* [Exercise instructions]: Without altering anything, repeat each of the records.

* [Input]:
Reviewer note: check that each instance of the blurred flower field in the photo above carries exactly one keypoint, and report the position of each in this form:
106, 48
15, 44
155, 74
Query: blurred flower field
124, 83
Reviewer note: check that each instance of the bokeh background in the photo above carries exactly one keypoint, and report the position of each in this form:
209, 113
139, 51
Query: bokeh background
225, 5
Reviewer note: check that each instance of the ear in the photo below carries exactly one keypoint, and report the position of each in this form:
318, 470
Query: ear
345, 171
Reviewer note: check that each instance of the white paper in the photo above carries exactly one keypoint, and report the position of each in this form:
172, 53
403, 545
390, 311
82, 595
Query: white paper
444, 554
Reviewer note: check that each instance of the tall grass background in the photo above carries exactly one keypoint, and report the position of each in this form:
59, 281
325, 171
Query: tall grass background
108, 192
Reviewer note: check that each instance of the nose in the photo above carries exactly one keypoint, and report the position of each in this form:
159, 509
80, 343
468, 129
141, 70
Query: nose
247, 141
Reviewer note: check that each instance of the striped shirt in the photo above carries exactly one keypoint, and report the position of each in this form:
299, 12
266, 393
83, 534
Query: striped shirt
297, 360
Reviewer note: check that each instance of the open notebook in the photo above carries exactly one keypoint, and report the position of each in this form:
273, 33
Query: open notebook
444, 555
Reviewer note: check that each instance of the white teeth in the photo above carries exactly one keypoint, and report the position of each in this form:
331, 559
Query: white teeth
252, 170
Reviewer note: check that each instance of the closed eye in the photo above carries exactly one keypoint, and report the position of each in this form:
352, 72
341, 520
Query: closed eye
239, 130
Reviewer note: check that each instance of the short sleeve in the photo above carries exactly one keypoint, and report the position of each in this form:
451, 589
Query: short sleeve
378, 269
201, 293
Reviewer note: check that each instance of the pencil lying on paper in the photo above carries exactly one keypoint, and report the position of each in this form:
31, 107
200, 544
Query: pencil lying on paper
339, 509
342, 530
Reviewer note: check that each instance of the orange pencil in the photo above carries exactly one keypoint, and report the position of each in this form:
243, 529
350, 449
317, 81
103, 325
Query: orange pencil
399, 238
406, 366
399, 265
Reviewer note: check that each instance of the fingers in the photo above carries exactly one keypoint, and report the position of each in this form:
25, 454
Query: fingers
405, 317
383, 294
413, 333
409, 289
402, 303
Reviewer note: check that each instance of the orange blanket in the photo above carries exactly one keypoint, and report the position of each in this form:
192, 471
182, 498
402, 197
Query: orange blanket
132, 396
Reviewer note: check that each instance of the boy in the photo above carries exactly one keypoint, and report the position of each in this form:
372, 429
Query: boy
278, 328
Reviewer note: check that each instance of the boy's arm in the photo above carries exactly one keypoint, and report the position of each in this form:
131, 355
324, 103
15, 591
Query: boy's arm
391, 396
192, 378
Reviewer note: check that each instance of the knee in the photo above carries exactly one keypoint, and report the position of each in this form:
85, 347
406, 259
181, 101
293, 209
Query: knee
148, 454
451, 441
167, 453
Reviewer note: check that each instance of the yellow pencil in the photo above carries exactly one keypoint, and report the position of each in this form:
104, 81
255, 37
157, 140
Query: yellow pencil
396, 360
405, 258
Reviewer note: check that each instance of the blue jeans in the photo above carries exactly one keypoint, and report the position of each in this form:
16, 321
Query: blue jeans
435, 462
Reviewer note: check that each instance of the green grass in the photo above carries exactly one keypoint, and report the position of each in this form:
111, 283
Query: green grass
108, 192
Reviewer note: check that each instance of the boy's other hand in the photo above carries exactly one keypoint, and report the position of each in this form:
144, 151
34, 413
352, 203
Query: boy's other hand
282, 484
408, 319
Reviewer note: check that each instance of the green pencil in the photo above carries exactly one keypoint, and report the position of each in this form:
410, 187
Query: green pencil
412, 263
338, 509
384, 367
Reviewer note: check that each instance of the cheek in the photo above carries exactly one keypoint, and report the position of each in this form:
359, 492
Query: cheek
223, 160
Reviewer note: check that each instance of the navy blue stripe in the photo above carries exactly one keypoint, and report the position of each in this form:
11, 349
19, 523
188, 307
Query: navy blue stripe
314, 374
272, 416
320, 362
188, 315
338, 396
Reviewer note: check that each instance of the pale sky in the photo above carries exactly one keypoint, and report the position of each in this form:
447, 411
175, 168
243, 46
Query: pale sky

* [Exercise solution]:
Reviewer note: check that each instance of the blurred flower field in the photo above carries exactly one keypoint, and report the position of each in this form:
106, 48
15, 44
155, 74
Query: blurred flower field
124, 83
Reviewer note: check that each instance of the bokeh background in the photo above carries exactly one keypoint, and report the position of each in this form:
209, 113
139, 51
Query: bokeh background
225, 5
Reviewer note: check that each instance of the ear in the photo below carries exactly one keypoint, and report the position of each in this form:
318, 470
Query: ear
345, 171
Reviewer note: check that each instance of the white paper in the photo above carries exactly one keypoint, and report the position of each in this form:
172, 53
403, 545
390, 311
82, 595
Query: white paper
444, 554
Reviewer note: check that each instance of the tall grass background in the photo above carries exactly one keypoint, and report the position of each in this form:
59, 281
325, 171
Query: tall grass background
108, 192
Reviewer note: check that each instance of the nose in the photo above carries exactly one keypoint, and report the position of each in this form:
159, 509
80, 343
468, 129
141, 70
Query: nose
247, 141
Reviewer note: check that each instance of the striped shirt in the photo above carries exactly one keypoint, and report the position of each in this form:
299, 12
266, 393
83, 534
Query: striped shirt
297, 360
Reviewer note: check that each instance of the open notebook in the photo above carries exactly one keypoint, and report the position of each in this form:
273, 33
Query: open notebook
444, 555
Reviewer note: check that each instance of the white teeth in the photo above carries exactly one keypoint, and report the position of each in this form:
331, 559
Query: white teeth
252, 170
Reviewer note: check that each instance of the closed eye in the photo above carries exactly one keypoint, and report the position of each in this form:
352, 72
341, 520
Query: closed eye
239, 130
Reviewer note: check that each instance of the short sleeve in the photo above carries exactly one keypoint, and report the position of each in this form:
451, 589
Query: short sleeve
378, 269
201, 293
Reviewer note: check that each instance of the pencil lying on paper in the photo above carries exactly one keypoint, and report the position of each in this form:
31, 107
200, 544
Query: pencil lying on paper
339, 509
342, 530
Reviewer note: check that each instance of the orange pencil in the photo above carries exactly one keypoint, and report the position of each in this form:
243, 529
350, 449
317, 81
103, 325
Query: orange pencil
399, 238
406, 366
399, 265
Reviewer note: check that each instance of the fingers in the photo above carries exactly one keypoint, and report the position of each in this form:
25, 454
Query: fingers
405, 317
383, 294
413, 333
409, 289
402, 303
Reviewer note: check that each instance of the orange blanket in the photo above carries exactly one keypoint, and report the position of each in this form:
192, 471
182, 498
402, 197
Query: orange blanket
132, 396
Reviewer note: check that each instance of the boy in the photo above carries exactly one keypoint, and report the position of each in this form:
372, 429
Query: boy
278, 328
Reviewer note: check that each instance of the boy's arm in the photo above carries exactly one keypoint, and report the position of each in this form:
131, 355
324, 103
15, 591
Query: boy's arm
391, 396
192, 378
Reviewer note: check that each instance of the knee in the photo above carries exactly one keypoint, and report the position of each in this form:
85, 347
406, 259
181, 101
293, 209
Query: knee
148, 454
451, 441
167, 453
Reviewer note: check that each instance of the yellow pencil in the photo above carries exactly one keypoint, and report the position of each in this form:
104, 81
255, 37
157, 140
Query: yellow pencil
396, 360
405, 258
Reviewer note: check that each instance of the blue jeans in the photo above carries exactly one keypoint, and report the position of each in this form:
16, 321
Query: blue jeans
435, 462
Reviewer note: check that each instance of the green grass in the photo above carries exactly one keypoint, and report the position of each in this form:
111, 283
Query: green grass
108, 192
Reviewer note: check that each instance of the boy's other hand in the photo above carries exactly one keypoint, and report the position of each in this form:
144, 151
34, 413
352, 203
Query: boy's other hand
282, 484
408, 319
Reviewer note: check that each instance of the green pencil in the photo above carries exactly one keypoint, and report the position of each in this form:
410, 187
Query: green pencil
412, 263
338, 509
384, 367
Reviewer note: check that each instance of the cheek in the photo above carries exactly one keypoint, and report the position of each in this form:
359, 492
Query: cheek
223, 160
Reviewer note: check that each instance of the navy blue stripe in the photo above carries exactly one keypoint, and report the position of each in this form:
11, 349
19, 523
188, 307
Query: navy blue stripe
314, 374
272, 416
320, 362
188, 315
338, 396
Reviewer note: check that each instance of the pale sky in the photo above carries exactly one keypoint, and report the position of each in this form:
447, 411
175, 168
243, 46
Query: pale sky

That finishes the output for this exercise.